[SELECTED TEXT]

■ ■ ■

On 6/2/26 12:09, Alban Crequy wrote:
> From: Alban Crequy <[email protected]>
> 
> There are two categories of users for process_vm_readv:
> 
> 1. Debuggers like GDB or strace.
> 
>    When a debugger attempts to read the target memory and triggers a
>    page fault, the page fault needs to be resolved so that the debugger
>    can accurately interpret the memory. A debugger is typically attached
>    to a single process.
> 
> 2. Profilers like OpenTelemetry eBPF Profiler.
> 
>    The profiler uses a perf event to get stack traces from all
>    processes at 20Hz (20 stack traces to resolve per second). For
>    interpreted languages (Ruby, Python, etc.), the profiler uses
>    process_vm_readv to get the correct symbols. In this case,
>    performance is the most important. It is fine if some stack traces
>    cannot be resolved as long as it is not statistically significant.
> 
> The current behaviour of process_vm_readv is to resolve page faults in
> the target VM. This is as desired for debuggers, but unwelcome for
> profilers because the page fault resolution could take a lot of time
> depending on the backing filesystem. Additionally, since profilers
> monitor all processes, we don't want a slow page fault resolution for
> one target process slowing down the monitoring for all other target
> processes.
> 
> This patch adds the flag PROCESS_VM_NOWAIT, so the caller can choose to
> not block on IO if the memory access causes a page fault. When a page
> is not resident and would require IO to fault in, the syscall returns
> a short read (the number of bytes successfully read before the fault)
> or -1 with errno set to EFAULT if no bytes were read.

■ ■ ■

[GIVEN INSTRUCTION A]
According to the patch description, at what rate does the profiler use a perf event to collect stack traces from all processes?
The patch description and the entries were drawn from unrelated sources.

Pointing and labeling entries
■ ■ ■

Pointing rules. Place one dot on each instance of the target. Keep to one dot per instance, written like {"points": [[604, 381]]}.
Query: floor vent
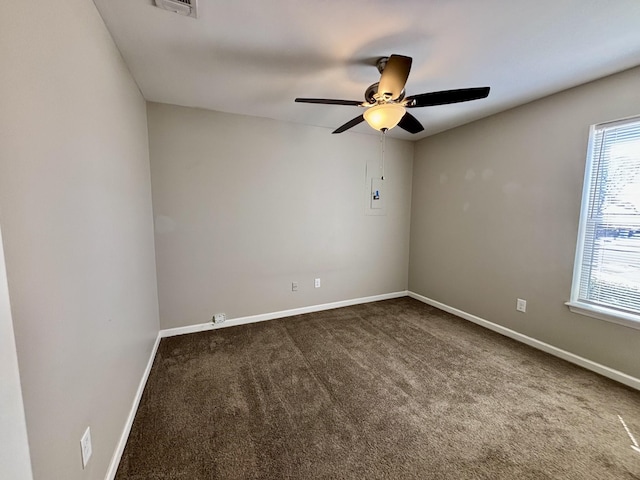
{"points": [[188, 8]]}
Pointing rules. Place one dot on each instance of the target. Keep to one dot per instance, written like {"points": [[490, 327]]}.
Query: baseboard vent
{"points": [[187, 8]]}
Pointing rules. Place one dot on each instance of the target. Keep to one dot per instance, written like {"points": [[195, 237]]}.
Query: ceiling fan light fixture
{"points": [[384, 116]]}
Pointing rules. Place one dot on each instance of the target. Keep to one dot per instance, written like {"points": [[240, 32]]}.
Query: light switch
{"points": [[377, 200]]}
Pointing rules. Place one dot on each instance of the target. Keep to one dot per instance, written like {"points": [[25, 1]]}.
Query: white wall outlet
{"points": [[85, 447]]}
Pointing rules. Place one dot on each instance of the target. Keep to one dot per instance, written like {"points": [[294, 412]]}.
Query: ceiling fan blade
{"points": [[349, 124], [410, 123], [395, 75], [329, 101], [447, 96]]}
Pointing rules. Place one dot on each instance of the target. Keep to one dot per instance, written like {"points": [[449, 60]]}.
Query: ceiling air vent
{"points": [[188, 8]]}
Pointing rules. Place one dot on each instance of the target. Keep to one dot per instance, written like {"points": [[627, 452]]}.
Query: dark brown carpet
{"points": [[386, 390]]}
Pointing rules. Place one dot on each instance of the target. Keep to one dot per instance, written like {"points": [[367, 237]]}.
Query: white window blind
{"points": [[607, 270]]}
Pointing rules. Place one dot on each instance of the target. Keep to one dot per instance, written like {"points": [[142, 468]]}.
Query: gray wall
{"points": [[15, 461], [244, 206], [495, 213], [76, 217]]}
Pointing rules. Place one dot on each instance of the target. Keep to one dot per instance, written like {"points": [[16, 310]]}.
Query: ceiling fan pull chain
{"points": [[383, 141]]}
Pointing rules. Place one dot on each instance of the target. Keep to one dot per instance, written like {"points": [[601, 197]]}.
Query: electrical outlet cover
{"points": [[85, 446]]}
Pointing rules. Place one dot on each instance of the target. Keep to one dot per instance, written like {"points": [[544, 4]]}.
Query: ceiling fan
{"points": [[385, 101]]}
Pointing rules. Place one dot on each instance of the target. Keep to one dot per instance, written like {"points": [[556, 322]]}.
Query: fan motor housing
{"points": [[372, 90]]}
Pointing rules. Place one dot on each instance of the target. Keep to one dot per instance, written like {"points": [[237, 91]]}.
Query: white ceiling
{"points": [[254, 57]]}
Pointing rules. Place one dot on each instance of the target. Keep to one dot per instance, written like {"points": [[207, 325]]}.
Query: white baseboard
{"points": [[532, 342], [115, 460], [170, 332]]}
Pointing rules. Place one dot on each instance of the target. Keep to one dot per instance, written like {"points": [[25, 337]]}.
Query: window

■ ■ ■

[GIVEN INSTRUCTION B]
Show every line of the entries that contains the string "baseboard".

[FULL OUTPUT A]
At 20Hz, meaning 20 stack traces to resolve per second.

[FULL OUTPUT B]
Query: baseboard vent
Query: white baseboard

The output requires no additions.